Start of Data extracts

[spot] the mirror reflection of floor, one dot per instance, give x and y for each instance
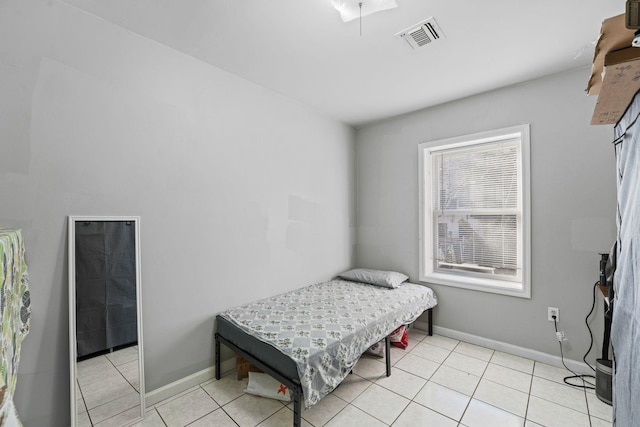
(108, 388)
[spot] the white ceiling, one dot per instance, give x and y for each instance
(302, 49)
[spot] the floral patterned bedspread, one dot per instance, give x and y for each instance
(326, 327)
(15, 304)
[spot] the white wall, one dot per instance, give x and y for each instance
(573, 208)
(241, 193)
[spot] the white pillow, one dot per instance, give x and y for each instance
(263, 385)
(387, 279)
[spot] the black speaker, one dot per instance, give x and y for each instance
(603, 380)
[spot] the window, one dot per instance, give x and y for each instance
(474, 218)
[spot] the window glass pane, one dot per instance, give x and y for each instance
(477, 243)
(485, 177)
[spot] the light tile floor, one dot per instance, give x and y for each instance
(107, 385)
(437, 381)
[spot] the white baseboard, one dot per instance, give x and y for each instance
(184, 384)
(550, 359)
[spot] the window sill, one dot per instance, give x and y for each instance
(503, 287)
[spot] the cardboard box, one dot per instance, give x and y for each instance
(613, 36)
(243, 367)
(620, 84)
(615, 75)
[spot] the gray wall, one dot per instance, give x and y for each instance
(242, 193)
(572, 196)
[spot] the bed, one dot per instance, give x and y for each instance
(309, 339)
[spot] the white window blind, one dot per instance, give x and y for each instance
(473, 220)
(476, 209)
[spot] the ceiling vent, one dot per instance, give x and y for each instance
(422, 34)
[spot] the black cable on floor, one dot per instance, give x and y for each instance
(586, 322)
(577, 376)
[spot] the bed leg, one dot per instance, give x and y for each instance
(387, 352)
(217, 357)
(297, 408)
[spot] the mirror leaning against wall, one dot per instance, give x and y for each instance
(105, 320)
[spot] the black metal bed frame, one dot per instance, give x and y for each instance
(293, 383)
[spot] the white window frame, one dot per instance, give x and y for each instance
(521, 287)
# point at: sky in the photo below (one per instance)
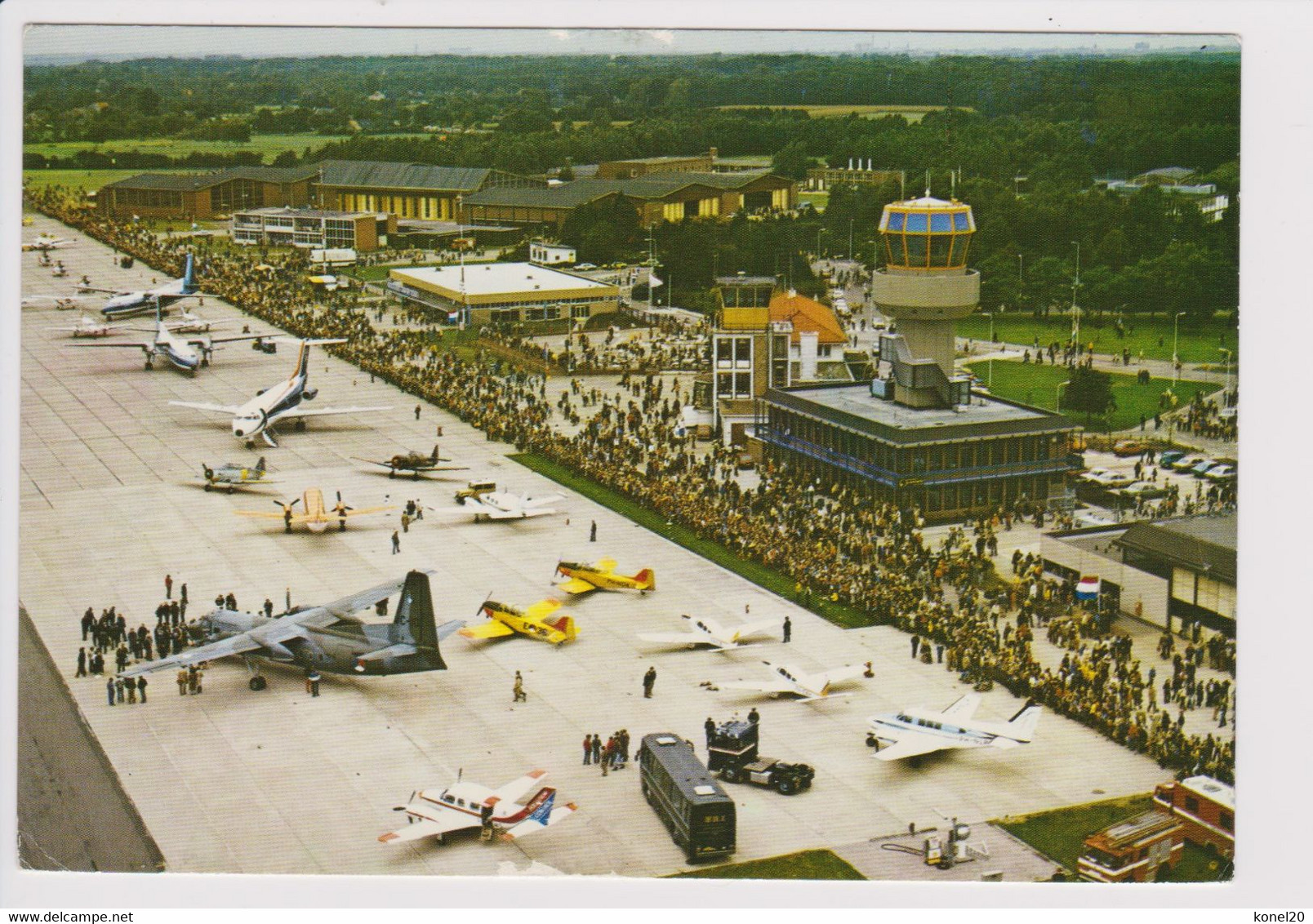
(80, 42)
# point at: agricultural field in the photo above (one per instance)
(910, 113)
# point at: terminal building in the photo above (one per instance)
(505, 293)
(917, 435)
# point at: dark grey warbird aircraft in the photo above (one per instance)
(328, 638)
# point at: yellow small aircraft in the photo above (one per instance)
(536, 622)
(317, 518)
(602, 576)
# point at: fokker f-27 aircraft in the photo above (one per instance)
(259, 415)
(602, 576)
(710, 632)
(185, 353)
(808, 686)
(315, 515)
(465, 805)
(917, 731)
(415, 464)
(327, 638)
(537, 621)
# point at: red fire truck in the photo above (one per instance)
(1207, 810)
(1132, 851)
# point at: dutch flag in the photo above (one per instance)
(1088, 589)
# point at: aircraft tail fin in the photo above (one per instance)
(414, 621)
(1021, 727)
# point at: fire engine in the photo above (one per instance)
(1132, 851)
(1207, 810)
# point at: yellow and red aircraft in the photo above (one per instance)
(536, 622)
(602, 576)
(317, 518)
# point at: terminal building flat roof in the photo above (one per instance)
(855, 407)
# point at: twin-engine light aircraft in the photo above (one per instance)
(917, 731)
(415, 464)
(505, 505)
(257, 416)
(602, 576)
(808, 686)
(465, 805)
(231, 475)
(90, 327)
(537, 621)
(315, 516)
(710, 632)
(327, 638)
(185, 353)
(127, 304)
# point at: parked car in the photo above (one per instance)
(1222, 473)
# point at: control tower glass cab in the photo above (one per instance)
(924, 287)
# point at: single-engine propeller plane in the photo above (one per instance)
(918, 731)
(536, 621)
(327, 638)
(602, 576)
(464, 805)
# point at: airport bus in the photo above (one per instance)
(693, 807)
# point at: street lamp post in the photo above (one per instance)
(1175, 338)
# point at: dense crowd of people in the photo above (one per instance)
(840, 546)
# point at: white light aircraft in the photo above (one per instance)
(808, 686)
(917, 731)
(185, 353)
(710, 632)
(283, 401)
(465, 805)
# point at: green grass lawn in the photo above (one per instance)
(1198, 344)
(758, 574)
(268, 146)
(1060, 835)
(805, 865)
(1038, 386)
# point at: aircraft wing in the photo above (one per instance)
(515, 789)
(964, 706)
(576, 585)
(213, 408)
(326, 411)
(910, 744)
(429, 827)
(540, 818)
(490, 629)
(235, 645)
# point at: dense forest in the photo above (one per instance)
(1057, 121)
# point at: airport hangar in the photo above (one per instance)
(234, 781)
(505, 293)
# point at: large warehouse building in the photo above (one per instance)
(505, 293)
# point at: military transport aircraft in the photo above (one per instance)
(602, 576)
(90, 327)
(415, 464)
(917, 731)
(185, 353)
(710, 632)
(465, 805)
(327, 638)
(536, 622)
(231, 475)
(285, 399)
(315, 518)
(808, 686)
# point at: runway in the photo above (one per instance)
(234, 781)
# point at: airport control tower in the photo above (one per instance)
(926, 287)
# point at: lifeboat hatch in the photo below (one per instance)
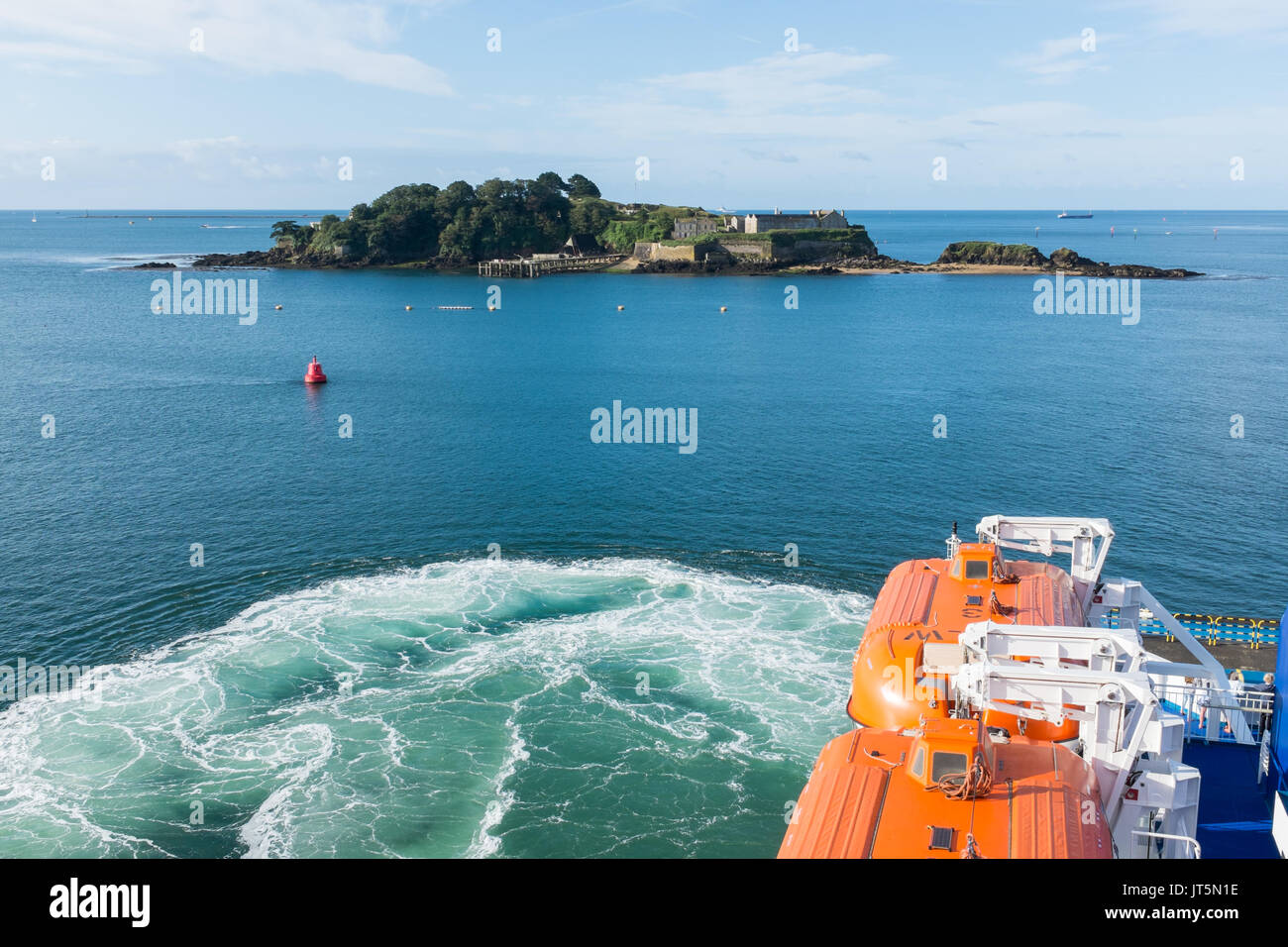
(941, 838)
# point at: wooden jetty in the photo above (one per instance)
(535, 266)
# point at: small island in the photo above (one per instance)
(549, 226)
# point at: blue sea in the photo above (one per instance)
(467, 629)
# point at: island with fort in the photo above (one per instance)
(527, 228)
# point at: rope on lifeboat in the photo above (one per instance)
(974, 783)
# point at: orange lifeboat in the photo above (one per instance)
(919, 613)
(922, 777)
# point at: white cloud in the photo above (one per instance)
(291, 37)
(1056, 60)
(1227, 18)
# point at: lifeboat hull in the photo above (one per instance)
(864, 799)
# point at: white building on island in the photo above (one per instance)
(814, 221)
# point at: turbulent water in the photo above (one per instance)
(462, 709)
(343, 673)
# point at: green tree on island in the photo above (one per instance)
(460, 223)
(581, 185)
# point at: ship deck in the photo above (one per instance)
(1234, 813)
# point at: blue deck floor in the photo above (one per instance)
(1234, 814)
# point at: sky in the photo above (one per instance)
(954, 106)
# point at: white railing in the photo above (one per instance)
(1216, 715)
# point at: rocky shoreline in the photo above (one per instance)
(970, 257)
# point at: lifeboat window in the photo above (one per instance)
(947, 764)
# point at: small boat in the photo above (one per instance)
(1009, 709)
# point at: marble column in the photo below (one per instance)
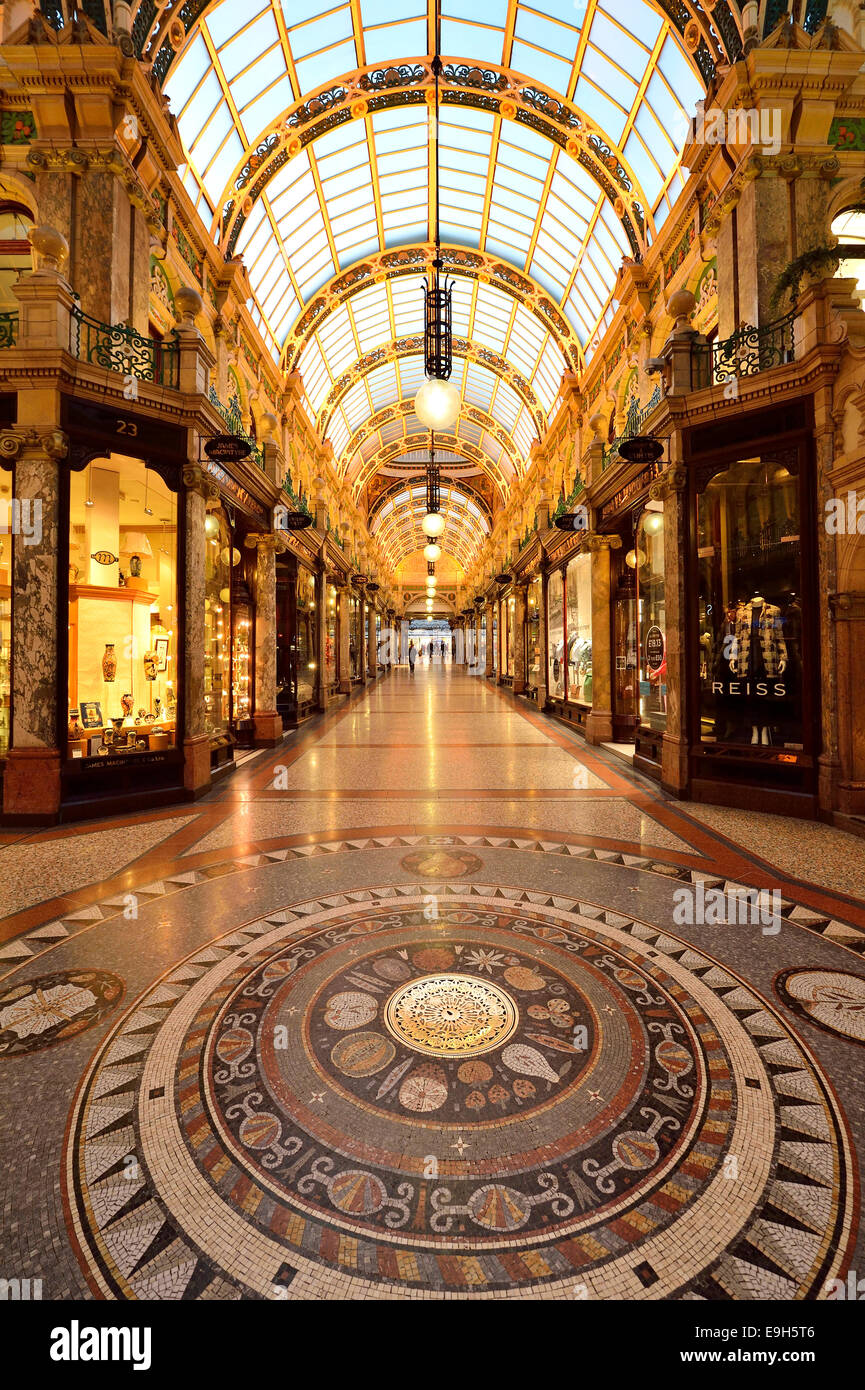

End of Data extracts

Could you set down the data exactly as given, minus its pictures?

▶ _Task response_:
[spot] the mirror reflection of floor, one dot per instance, give x and y for each instance
(108, 388)
[spot] the white ceiling, one dot per instance, give x and y for each instance
(302, 49)
[spot] the floral patterned bedspread, one dot per instance, give x and y for each instance
(326, 327)
(15, 304)
[spot] the white wall, one dot per instance, give x and y for each instance
(573, 208)
(241, 193)
[spot] the white pillow, one dot per instance, give x and y for each instance
(263, 385)
(387, 279)
[spot] the black speaker, one dot per instance, give x and y for each instance
(603, 380)
[spot] the window, one dot per instance, give x and y for each instance
(474, 218)
[spot] the window glass pane, one dot per instance, give x and y for each instance
(477, 243)
(485, 177)
[spot] the light tile floor, one dot per instance, give x and y for each instance
(107, 385)
(437, 381)
[spot] the white baseboard, one dot per instance, give x and y for each instance
(184, 384)
(550, 359)
[spot] the window sill, one dot per instance, give x and y for each instance
(503, 287)
[spot] the cardboard box, one dot per instance, give x and y for each instance
(613, 36)
(243, 367)
(620, 84)
(615, 75)
[spot] the gray wall, one dot per instance, give x and y for each instance
(242, 193)
(572, 196)
[spot] the bed, one dot per instance, give x and y for each instance
(309, 339)
[spot] the white window blind, one dot per instance, give x and y for each instance
(473, 220)
(476, 209)
[spot] the ceiling vent, one dot per instance, give x and y for each instance
(422, 34)
[spot] the black cable on floor, one dot per instance, give x and y for each instance
(586, 322)
(577, 376)
[spot] the bed leg, one dot per instance, give x and y for each instance
(387, 352)
(217, 357)
(297, 408)
[spot] the mirror leaning against wall, one dot per instance, give x and y for each instance
(105, 320)
[spot] the black metal bed frame, one dot per instance, give x and y for each instance
(293, 383)
[spot] the white window frame, one dot per instance, give x and y for each instance
(521, 287)
# point at: sky in the photo below (one per instance)
(80, 42)
# point at: agricultural field in the photo above (one per instance)
(910, 113)
# point at: terminal building in the photo above (one per instance)
(505, 293)
(917, 435)
# point at: dark grey warbird aircraft in the photo above (one per instance)
(328, 638)
# point at: yellow small aircraft in the photo above (one per instance)
(536, 622)
(317, 518)
(602, 576)
# point at: fokker f-27 aircraft in the photo above (one per instance)
(259, 415)
(602, 576)
(710, 632)
(185, 353)
(808, 686)
(315, 515)
(465, 805)
(917, 731)
(415, 464)
(327, 638)
(537, 621)
# point at: red fire truck in the photo above (one per instance)
(1207, 810)
(1132, 851)
# point at: dutch flag in the photo above (one per instance)
(1088, 589)
# point at: aircraft tail fin in the photo above (one per instance)
(414, 621)
(1021, 727)
# point at: fire engine in the photo above (one per instance)
(1132, 851)
(1207, 810)
# point at: yellow and red aircraft in the photo above (one per instance)
(536, 622)
(602, 576)
(317, 518)
# point at: terminal building flat roof in the photo above (one per instance)
(855, 407)
# point at: twin-engine light aircraft in the photo above (one per instance)
(917, 731)
(415, 464)
(505, 505)
(257, 416)
(602, 576)
(808, 686)
(465, 805)
(231, 475)
(90, 327)
(537, 621)
(315, 516)
(710, 632)
(327, 638)
(185, 353)
(127, 304)
# point at: parked car in the photo above (one per instance)
(1222, 473)
# point at: control tower glass cab in the photo above (one per instance)
(924, 287)
# point at: single-engine propeller plane in the photo above (one per instance)
(918, 731)
(536, 621)
(327, 638)
(602, 576)
(464, 805)
# point at: airport bus in the photo above (one per instance)
(693, 807)
# point at: street lamp post in the photo above (one per instance)
(1175, 338)
# point at: dense crowd of people in the photo above (one per instance)
(840, 546)
# point at: white light aircraft in the photo above (one per instance)
(808, 686)
(917, 731)
(185, 353)
(710, 632)
(283, 401)
(465, 805)
# point at: green grass lawn in the photo above (one per instance)
(1198, 344)
(758, 574)
(268, 146)
(1060, 835)
(805, 865)
(1038, 386)
# point at: aircraft wing in the photo above (one per instance)
(515, 789)
(964, 706)
(576, 585)
(213, 408)
(326, 411)
(910, 744)
(429, 827)
(540, 818)
(490, 629)
(235, 645)
# point at: dense forest in the photo above (one per instance)
(1057, 121)
# point at: airport hangar in the photo above (one per instance)
(234, 781)
(505, 293)
# point at: large warehouse building in the photo above (one per instance)
(505, 293)
# point at: military transport aircraft in the photo above (one per instance)
(602, 576)
(90, 327)
(415, 464)
(917, 731)
(185, 353)
(710, 632)
(465, 805)
(327, 638)
(536, 622)
(231, 475)
(285, 399)
(315, 518)
(808, 686)
# point at: runway in the photo above (one per instance)
(234, 781)
# point at: airport control tower in the photo above (one per instance)
(926, 287)
# point at: lifeboat hatch in the photo below (one per instance)
(941, 838)
# point at: wooden jetty in the photo above (one per instance)
(535, 266)
# point at: small island in the photo above (one per instance)
(549, 226)
# point at: blue sea in the photo above (one per instance)
(467, 629)
# point at: island with fort in the photo above (one per instance)
(527, 228)
# point at: rope on lifeboat in the photo above (one per instance)
(974, 783)
# point at: orange lifeboat in the photo above (one per instance)
(919, 613)
(922, 777)
# point at: white cloud in the photo above (one per instance)
(291, 37)
(1056, 60)
(1227, 18)
# point at: lifeboat hull in the photo above (one per instance)
(864, 799)
# point at: white building on island in the photo above (one per instance)
(814, 221)
# point at: turbulent water in the photo above (one per instance)
(462, 709)
(343, 673)
# point at: green tree on island in the photo above (one per instance)
(460, 223)
(581, 185)
# point at: ship deck in the photo above (one per instance)
(1234, 813)
# point at: blue deck floor in the photo above (one per instance)
(1234, 814)
# point at: sky in the photo above (one per instance)
(954, 106)
# point at: white railing in the photo above (one per instance)
(1216, 715)
# point at: rocky shoreline in the photo above (one per instance)
(970, 257)
# point at: lifeboat window in the photo above (one per instance)
(947, 764)
# point at: small boat in the photo above (one per instance)
(1009, 709)
# point at: marble column in the photo below (one per instance)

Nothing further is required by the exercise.